Activity →
In the response, each entry below should appear again exactly as given.

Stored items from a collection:
◆ ◆ ◆

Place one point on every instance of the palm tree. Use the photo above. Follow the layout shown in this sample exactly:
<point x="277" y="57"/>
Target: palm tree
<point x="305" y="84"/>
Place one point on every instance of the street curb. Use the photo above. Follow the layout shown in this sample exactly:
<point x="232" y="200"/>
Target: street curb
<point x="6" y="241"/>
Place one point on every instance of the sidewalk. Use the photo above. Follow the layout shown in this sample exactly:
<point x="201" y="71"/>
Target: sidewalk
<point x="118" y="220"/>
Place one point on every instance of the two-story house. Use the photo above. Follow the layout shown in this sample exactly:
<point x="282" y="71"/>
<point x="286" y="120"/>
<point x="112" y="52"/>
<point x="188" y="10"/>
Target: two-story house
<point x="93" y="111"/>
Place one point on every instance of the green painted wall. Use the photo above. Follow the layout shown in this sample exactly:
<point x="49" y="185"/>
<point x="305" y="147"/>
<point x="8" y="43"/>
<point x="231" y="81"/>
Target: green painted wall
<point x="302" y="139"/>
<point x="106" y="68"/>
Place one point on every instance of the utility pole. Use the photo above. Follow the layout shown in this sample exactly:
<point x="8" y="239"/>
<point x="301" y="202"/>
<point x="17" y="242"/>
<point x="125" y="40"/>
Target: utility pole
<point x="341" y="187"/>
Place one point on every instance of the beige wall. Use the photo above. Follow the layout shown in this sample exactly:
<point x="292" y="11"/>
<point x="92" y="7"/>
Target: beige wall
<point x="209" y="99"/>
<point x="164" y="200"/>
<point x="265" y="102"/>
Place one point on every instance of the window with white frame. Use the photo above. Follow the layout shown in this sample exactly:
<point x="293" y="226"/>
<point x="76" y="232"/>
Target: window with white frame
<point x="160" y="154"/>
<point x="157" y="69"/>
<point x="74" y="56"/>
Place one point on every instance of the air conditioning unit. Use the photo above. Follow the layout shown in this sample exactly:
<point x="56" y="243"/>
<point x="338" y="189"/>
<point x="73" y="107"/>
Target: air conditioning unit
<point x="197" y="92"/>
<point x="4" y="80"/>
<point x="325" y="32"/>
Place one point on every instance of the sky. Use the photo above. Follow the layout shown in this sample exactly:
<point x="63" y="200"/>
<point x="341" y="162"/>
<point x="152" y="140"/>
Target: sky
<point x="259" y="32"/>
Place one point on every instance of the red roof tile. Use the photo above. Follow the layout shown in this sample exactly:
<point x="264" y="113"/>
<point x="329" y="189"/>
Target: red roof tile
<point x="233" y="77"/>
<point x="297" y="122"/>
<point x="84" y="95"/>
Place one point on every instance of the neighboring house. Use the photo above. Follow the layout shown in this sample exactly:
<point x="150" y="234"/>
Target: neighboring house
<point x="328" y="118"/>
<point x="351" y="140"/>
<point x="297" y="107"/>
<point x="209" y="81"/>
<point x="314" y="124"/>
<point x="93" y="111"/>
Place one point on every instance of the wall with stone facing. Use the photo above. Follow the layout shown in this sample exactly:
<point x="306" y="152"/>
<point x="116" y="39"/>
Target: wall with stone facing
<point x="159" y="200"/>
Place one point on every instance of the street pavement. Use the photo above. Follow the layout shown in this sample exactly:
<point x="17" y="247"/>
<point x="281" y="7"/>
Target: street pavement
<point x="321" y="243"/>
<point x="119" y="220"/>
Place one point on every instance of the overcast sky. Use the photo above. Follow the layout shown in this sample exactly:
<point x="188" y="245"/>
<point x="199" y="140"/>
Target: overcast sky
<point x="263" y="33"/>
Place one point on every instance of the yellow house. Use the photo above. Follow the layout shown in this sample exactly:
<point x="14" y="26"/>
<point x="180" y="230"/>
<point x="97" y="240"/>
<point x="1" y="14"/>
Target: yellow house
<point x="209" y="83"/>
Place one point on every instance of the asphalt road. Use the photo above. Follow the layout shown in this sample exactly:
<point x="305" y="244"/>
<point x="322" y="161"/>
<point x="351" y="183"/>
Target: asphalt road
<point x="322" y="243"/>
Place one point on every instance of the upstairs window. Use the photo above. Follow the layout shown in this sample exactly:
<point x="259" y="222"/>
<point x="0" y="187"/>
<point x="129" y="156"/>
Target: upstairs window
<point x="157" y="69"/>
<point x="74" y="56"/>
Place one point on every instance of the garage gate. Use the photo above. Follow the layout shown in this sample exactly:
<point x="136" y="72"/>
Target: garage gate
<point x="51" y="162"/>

◆ ◆ ◆

Response area →
Place one point on every instance of the palm tree. Use the photo above. Follow the layout shown in this sample exactly:
<point x="277" y="57"/>
Target: palm tree
<point x="305" y="84"/>
Place one point on every instance of the street curb. Use the photo above. Follow the layout shown in this sample exactly:
<point x="232" y="200"/>
Target: street curb
<point x="6" y="241"/>
Place one point on every instance of the sidewalk. Use the photo above. Follow the layout shown in this sample exactly:
<point x="201" y="71"/>
Target: sidewalk
<point x="118" y="220"/>
Place one point on every instance of the two-story house. Use the photo above. Follow the layout shown in this sample exactly:
<point x="282" y="71"/>
<point x="286" y="120"/>
<point x="112" y="52"/>
<point x="188" y="10"/>
Target: two-story house
<point x="93" y="111"/>
Place one point on every instance of the green painted wall. Use the photo above. Follow the layout shown in this sample exactly:
<point x="49" y="185"/>
<point x="305" y="147"/>
<point x="8" y="43"/>
<point x="231" y="81"/>
Target: green painted wall
<point x="302" y="139"/>
<point x="106" y="68"/>
Place one point on every instance of the utility pole. Use the photo above. Follow the layout shown in this sample exactly:
<point x="8" y="239"/>
<point x="301" y="202"/>
<point x="17" y="242"/>
<point x="125" y="40"/>
Target: utility pole
<point x="341" y="187"/>
Place one point on every instance of the beige wall. Use the photo above. Follow the layout shown in this sample exactly:
<point x="292" y="11"/>
<point x="92" y="7"/>
Target: beige wall
<point x="209" y="99"/>
<point x="164" y="200"/>
<point x="265" y="102"/>
Place one point on every instance of the window with white frame. Use the photo above. Follow the layout shown in this sample exactly:
<point x="293" y="226"/>
<point x="76" y="232"/>
Target: window with white frame
<point x="160" y="154"/>
<point x="157" y="69"/>
<point x="74" y="56"/>
Place one point on every instance of the air conditioning unit. Use the photo above. Follow the layout shown in this sample exactly:
<point x="56" y="243"/>
<point x="338" y="189"/>
<point x="73" y="107"/>
Target: air conditioning unit
<point x="197" y="92"/>
<point x="4" y="80"/>
<point x="325" y="32"/>
Place one point on every instance of the sky. Use the photo above. Follow the layout shown in this sample exactly:
<point x="63" y="200"/>
<point x="341" y="162"/>
<point x="152" y="140"/>
Target: sky
<point x="259" y="32"/>
Place one point on every instance of the red roof tile. Use the photo above. Follow the layout shown in this sample exactly:
<point x="264" y="113"/>
<point x="329" y="189"/>
Target: red roof tile
<point x="233" y="77"/>
<point x="297" y="122"/>
<point x="84" y="95"/>
Place one point on every instance of the neighboring house. Use the photo above. Follow the layout shown in this sample exactly:
<point x="150" y="234"/>
Target: neighboring house
<point x="328" y="118"/>
<point x="351" y="140"/>
<point x="297" y="107"/>
<point x="209" y="81"/>
<point x="314" y="124"/>
<point x="93" y="111"/>
Place one point on every instance of the wall with stone facing. Use the photo above. Follow the layout shown in this sample exactly:
<point x="306" y="152"/>
<point x="116" y="39"/>
Target: wall with stone facing
<point x="159" y="200"/>
Place one point on every instance of the street pavement. Use the photo above. Follow the layout shown in this sample exactly:
<point x="17" y="247"/>
<point x="281" y="7"/>
Target: street pavement
<point x="321" y="243"/>
<point x="119" y="220"/>
Place one point on every instance of the overcast sky. Use the photo above. Follow the layout shown in this sample exactly:
<point x="188" y="245"/>
<point x="199" y="140"/>
Target: overcast sky
<point x="263" y="33"/>
Place one point on every instance of the yellow house. Use the photo above. Follow the layout shown in this sample exactly:
<point x="14" y="26"/>
<point x="180" y="230"/>
<point x="97" y="240"/>
<point x="1" y="14"/>
Target: yellow house
<point x="209" y="83"/>
Place one point on every instance of the asphalt road. Use the photo above. Follow the layout shown in this sample exactly:
<point x="305" y="244"/>
<point x="322" y="161"/>
<point x="351" y="183"/>
Target: asphalt road
<point x="322" y="243"/>
Place one point on every instance of the upstairs window. Use the photo above. Follow the layout shown in this sample exactly:
<point x="259" y="222"/>
<point x="0" y="187"/>
<point x="129" y="156"/>
Target: upstairs window
<point x="157" y="69"/>
<point x="74" y="56"/>
Place one point on every instance of the garage gate. Use the photo above. Follow the layout shown in this sample exactly:
<point x="136" y="72"/>
Target: garage gate
<point x="51" y="162"/>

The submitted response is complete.